* Start DATASET *

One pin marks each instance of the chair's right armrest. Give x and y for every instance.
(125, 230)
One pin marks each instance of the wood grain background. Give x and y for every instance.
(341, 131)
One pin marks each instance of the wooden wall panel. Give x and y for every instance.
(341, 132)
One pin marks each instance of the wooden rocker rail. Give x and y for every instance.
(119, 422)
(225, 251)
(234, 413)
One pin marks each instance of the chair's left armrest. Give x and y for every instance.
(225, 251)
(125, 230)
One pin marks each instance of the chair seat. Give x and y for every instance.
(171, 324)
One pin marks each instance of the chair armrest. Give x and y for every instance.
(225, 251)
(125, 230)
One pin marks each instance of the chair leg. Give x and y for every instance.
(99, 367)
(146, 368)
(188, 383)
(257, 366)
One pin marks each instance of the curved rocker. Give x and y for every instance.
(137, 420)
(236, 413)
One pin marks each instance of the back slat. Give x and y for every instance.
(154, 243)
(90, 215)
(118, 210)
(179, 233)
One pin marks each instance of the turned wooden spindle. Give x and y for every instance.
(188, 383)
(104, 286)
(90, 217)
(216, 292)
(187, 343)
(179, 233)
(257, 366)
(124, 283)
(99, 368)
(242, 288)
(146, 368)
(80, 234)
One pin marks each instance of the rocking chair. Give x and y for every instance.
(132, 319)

* End DATASET *

• TASK:
Please copy every row above word for word, keeping the original order.

• TASK SOLUTION:
One pin marks each instance of the chair's right armrest. Give x and y for every instance.
(125, 230)
One pin marks each instance of the wood grain background. Give x and y for every instance.
(341, 131)
One pin marks each instance of the wooden wall panel. Give x and y for every instance.
(341, 132)
One pin marks each instance of the wooden rocker rail. Give x and y for every instance.
(119, 422)
(225, 251)
(234, 413)
One pin marks each instance of the chair's left armrest. Give x and y for every instance.
(225, 251)
(125, 230)
One pin marks each instance of the chair seat. Give x and y for every instance.
(171, 324)
One pin marks each instance of the chair armrest. Give x and y for every instance.
(225, 251)
(125, 230)
One pin marks each instance of the chair leg. Give x and y for every instance.
(99, 367)
(146, 368)
(188, 383)
(257, 366)
One pin marks each instance of the curved rocker. Give x and y for every instance.
(137, 420)
(236, 413)
One pin marks each instance of the back slat. Give x and y for every instance.
(154, 243)
(90, 215)
(118, 210)
(179, 233)
One pin marks each instance of the turned wooden spindle. Give x and y for every instance.
(188, 383)
(104, 286)
(90, 217)
(216, 292)
(187, 343)
(179, 233)
(257, 366)
(124, 283)
(99, 368)
(242, 288)
(146, 368)
(80, 234)
One pin marks each instance of the rocking chair. Give x and y for every instance.
(132, 319)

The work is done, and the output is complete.